**AUFTRAG 1**
Gib die Zeilen der Sammlungseinträge von ihrem Anfang bis hinunter zu der Zeile mit „168], [217, 168]]“ (beide Enden eingeschlossen) samt den Aufgabenstellungen erneut aus. Verschiebe dabei jede Koordinate in den Antworten um 150, indem du 150 addierst.

Qualität garantiert – Standards einheitlich
Zentraler Knackpunkt bei der Modularisierung einer Ausbildung mit elf verschiedenen Lehrstätten – jede ist separat qualitätszertifiziert – ist die Nivellierung der angebotenen Module bei allen Ausbildungsorten. Ohne sie wären die gesamten Flexibilisierungsbemühungen wenig wert. Bis vor kurzem thronte über dem gesamten Meisterwesen der Schweizer Schreiner die Meisterprüfungskommission. Ihre Aufgabe war die Organisation und Abnahme der Meisterprüfung sowie die ehrenvolle Übergabe des Diploms.
Sie wurde von der „Qualitätssicherungskommission QS-K“ abgelöst, welche die Gesamtverantwortung für das modularisierte Bildungssystem trägt. Ihr ist ein Fachaudit-Team (FAT) zur Seite gestellt. Dieses gliedert sich in fünf Bereiche (C-Technik, Allgemeinbildung, Betriebswirtschaft, Visuelles und Berufsgrundlagen) mit je drei Mitgliedern. Sie prüfen die von den Schulen erarbeiteten Module inhaltlich und akkreditieren sie – oder verlangen Änderungen.

**AUFTRAG 2**
Stimmen diese Aussagen mit dem Text über die Schreiner-Meisterausbildung überein? (a) Die Ausbildung wird an elf verschiedenen Lehrstätten angeboten. (b) Das Fachaudit-Team gliedert sich in vier Bereiche. (c) Die Meisterprüfungskommission wurde von der Qualitätssicherungskommission abgelöst. Antworte jeweils mit Ja oder Nein und zitiere die entscheidenden Worte des Textes wörtlich.

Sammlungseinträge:
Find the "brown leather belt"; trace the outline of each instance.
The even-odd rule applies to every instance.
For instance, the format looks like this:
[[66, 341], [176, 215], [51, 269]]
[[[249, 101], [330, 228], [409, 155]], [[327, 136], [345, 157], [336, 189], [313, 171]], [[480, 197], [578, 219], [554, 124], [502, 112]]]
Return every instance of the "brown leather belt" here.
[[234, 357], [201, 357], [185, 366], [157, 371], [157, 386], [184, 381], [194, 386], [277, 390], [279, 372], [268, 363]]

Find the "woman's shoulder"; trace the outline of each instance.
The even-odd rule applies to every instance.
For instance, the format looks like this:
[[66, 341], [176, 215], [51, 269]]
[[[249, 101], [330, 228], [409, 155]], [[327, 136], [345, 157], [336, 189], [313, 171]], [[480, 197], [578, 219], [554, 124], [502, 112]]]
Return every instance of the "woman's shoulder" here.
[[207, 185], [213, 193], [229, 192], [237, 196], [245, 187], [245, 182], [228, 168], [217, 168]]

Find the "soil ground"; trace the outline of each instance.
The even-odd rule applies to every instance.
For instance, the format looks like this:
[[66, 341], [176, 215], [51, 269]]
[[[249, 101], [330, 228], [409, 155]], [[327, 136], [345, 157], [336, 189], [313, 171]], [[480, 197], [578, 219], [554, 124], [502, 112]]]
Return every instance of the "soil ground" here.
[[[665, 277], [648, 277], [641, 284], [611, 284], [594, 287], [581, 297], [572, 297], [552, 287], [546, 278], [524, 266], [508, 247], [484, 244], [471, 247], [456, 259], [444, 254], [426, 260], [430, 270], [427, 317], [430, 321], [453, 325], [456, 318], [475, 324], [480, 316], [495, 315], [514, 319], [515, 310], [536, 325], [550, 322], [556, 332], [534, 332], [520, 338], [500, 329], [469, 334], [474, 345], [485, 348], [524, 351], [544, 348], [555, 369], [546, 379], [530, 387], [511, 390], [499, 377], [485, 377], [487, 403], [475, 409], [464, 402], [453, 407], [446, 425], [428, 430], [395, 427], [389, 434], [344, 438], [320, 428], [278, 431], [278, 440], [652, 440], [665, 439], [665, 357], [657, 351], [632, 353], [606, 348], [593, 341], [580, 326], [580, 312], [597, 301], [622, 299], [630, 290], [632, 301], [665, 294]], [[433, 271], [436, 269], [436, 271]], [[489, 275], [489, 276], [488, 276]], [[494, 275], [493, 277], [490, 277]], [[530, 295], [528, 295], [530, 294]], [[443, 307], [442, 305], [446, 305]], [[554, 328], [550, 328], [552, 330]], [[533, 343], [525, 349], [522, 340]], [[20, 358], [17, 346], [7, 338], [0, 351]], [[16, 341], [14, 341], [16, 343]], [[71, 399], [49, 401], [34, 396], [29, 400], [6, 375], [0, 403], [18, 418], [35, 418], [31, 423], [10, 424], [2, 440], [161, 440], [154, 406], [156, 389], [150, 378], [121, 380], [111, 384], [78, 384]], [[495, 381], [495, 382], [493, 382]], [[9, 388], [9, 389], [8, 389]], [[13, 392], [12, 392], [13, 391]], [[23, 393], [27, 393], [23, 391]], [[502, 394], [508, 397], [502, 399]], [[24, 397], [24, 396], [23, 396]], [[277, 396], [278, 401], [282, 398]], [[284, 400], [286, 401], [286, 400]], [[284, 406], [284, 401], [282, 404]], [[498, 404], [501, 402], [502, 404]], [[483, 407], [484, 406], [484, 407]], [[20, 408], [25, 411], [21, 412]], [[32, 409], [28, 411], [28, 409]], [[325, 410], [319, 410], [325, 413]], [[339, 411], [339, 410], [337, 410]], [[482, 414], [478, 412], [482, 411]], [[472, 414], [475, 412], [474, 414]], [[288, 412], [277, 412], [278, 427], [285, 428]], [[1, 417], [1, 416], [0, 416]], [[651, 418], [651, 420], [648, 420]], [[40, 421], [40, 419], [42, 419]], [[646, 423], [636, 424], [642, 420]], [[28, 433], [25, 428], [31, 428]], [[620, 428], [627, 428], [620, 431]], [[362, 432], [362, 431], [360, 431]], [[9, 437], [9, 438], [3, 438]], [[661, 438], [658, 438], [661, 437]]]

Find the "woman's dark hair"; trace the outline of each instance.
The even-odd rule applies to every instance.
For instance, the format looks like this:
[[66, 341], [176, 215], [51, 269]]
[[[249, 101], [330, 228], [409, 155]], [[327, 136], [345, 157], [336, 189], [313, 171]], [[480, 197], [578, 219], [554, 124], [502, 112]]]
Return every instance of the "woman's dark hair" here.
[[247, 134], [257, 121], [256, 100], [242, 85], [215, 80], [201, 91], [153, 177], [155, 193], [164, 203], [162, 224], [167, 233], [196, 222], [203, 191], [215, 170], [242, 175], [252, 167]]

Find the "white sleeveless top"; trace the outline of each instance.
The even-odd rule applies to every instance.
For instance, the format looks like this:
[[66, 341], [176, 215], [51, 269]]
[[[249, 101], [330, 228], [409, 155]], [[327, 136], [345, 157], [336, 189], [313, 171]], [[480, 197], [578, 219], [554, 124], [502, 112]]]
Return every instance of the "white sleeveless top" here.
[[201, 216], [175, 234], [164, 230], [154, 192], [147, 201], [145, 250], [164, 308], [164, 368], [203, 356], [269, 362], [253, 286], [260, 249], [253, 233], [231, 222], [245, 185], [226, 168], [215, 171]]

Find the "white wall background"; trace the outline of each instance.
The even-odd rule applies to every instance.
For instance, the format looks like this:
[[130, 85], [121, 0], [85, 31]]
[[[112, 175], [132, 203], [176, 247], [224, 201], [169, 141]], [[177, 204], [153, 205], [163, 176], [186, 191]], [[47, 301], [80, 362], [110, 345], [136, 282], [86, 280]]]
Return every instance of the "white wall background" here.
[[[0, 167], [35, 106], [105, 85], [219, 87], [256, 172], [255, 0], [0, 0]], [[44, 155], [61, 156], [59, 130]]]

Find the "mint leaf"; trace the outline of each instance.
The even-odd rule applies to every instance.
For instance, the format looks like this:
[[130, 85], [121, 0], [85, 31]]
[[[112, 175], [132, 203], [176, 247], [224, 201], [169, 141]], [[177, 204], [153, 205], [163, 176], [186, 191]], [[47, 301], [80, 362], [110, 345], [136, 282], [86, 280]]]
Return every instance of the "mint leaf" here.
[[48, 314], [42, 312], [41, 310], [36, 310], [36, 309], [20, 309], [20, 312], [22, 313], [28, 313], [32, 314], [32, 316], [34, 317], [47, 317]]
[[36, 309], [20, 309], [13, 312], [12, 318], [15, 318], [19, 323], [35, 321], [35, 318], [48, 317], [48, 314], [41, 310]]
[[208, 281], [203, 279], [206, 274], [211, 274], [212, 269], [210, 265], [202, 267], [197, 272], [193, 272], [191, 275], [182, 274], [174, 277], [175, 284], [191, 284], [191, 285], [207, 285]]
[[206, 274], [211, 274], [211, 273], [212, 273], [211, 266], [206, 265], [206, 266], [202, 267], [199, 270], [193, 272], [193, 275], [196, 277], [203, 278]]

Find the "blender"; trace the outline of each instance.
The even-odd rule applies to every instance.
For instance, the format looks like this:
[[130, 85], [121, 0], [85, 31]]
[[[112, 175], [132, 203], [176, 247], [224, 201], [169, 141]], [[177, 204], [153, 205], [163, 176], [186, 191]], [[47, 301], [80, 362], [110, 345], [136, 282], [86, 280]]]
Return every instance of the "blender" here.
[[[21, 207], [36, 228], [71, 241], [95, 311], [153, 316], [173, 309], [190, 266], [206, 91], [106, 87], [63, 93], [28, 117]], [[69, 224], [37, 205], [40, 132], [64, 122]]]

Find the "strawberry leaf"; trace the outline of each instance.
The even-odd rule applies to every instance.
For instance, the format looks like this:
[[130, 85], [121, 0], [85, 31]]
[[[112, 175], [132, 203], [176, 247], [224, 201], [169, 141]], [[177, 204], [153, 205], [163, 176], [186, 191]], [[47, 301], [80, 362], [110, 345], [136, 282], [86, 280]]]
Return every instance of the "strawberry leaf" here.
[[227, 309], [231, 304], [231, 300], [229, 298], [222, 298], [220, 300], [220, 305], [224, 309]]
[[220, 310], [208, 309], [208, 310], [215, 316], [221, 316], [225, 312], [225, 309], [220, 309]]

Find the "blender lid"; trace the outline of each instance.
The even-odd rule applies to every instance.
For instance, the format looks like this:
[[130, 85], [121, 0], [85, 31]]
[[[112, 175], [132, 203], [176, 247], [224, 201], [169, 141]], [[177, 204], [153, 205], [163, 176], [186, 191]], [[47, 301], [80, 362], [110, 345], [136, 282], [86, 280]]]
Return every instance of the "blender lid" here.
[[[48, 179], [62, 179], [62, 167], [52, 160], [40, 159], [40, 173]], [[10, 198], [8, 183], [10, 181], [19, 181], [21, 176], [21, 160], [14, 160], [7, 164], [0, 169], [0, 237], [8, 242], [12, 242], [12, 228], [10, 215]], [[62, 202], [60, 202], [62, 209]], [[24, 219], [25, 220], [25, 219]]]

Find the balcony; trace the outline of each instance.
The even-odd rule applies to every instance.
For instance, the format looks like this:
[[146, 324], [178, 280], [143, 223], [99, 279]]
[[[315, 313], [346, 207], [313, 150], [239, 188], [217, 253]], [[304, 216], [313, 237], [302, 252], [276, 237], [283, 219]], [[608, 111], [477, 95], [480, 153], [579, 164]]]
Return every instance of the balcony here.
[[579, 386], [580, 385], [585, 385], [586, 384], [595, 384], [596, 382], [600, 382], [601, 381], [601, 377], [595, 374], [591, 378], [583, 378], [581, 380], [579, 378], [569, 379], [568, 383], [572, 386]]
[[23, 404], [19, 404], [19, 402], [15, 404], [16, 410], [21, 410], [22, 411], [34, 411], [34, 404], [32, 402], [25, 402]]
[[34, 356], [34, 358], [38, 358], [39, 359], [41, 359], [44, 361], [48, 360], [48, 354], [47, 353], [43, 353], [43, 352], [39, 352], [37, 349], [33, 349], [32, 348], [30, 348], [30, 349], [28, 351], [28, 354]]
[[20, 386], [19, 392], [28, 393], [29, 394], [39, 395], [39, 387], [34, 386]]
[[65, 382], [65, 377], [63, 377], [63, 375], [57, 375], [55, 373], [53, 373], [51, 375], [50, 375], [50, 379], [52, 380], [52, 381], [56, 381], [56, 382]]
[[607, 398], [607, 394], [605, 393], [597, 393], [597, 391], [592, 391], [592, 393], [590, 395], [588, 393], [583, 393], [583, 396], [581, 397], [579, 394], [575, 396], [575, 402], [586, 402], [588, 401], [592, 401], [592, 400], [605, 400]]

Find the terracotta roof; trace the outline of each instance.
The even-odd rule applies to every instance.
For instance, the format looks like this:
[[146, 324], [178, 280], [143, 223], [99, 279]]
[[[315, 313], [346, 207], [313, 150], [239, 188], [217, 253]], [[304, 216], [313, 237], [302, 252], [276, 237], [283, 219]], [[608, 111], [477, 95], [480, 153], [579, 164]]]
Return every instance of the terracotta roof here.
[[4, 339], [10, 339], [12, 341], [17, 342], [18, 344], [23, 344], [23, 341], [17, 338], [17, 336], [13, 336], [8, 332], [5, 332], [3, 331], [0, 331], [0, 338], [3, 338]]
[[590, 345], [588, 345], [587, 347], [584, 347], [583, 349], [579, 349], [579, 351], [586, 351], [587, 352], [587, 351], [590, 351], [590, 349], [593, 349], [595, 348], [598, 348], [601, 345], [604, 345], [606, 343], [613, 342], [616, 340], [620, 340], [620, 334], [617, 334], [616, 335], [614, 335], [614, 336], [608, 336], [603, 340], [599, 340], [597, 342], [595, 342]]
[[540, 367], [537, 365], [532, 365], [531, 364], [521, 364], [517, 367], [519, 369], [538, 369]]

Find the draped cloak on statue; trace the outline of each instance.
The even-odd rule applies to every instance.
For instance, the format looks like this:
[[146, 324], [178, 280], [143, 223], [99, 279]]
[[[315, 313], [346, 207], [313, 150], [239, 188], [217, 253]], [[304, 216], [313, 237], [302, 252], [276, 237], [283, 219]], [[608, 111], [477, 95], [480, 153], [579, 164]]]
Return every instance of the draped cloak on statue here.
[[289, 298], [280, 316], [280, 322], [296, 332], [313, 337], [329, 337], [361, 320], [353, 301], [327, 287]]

**ERGEBNIS 1**
Find the "brown leather belt"; trace the outline of each instance.
The even-odd rule applies to every instance.
For instance, the format looks like this:
[[66, 341], [176, 215], [51, 269]]
[[[249, 101], [330, 228], [409, 155]], [[327, 136], [345, 157], [336, 189], [313, 171]], [[480, 197], [578, 219], [554, 124], [502, 112]]]
Return every instance of the "brown leather belt" here.
[[384, 507], [351, 507], [335, 516], [307, 521], [307, 536], [334, 531], [344, 536], [427, 540], [429, 522], [418, 513]]

Find the "woman's shoulder"; trace the outline of each instance.
The even-odd rule applies to every instance.
For instance, the format looks like this:
[[66, 341], [176, 215], [51, 269]]
[[[249, 101], [330, 228], [409, 155]], [[327, 136], [345, 157], [336, 189], [313, 171]], [[480, 197], [578, 219], [554, 124], [502, 112]]]
Return every instance of the "woman's shoulder" here.
[[357, 335], [363, 343], [379, 342], [387, 346], [395, 337], [395, 332], [378, 318], [367, 318]]

**ERGEBNIS 2**
(a) Ja – „einer Ausbildung mit elf verschiedenen Lehrstätten“
(b) Nein – „Dieses gliedert sich in fünf Bereiche“
(c) Ja – »Sie wurde von der „Qualitätssicherungskommission QS-K“ abgelöst«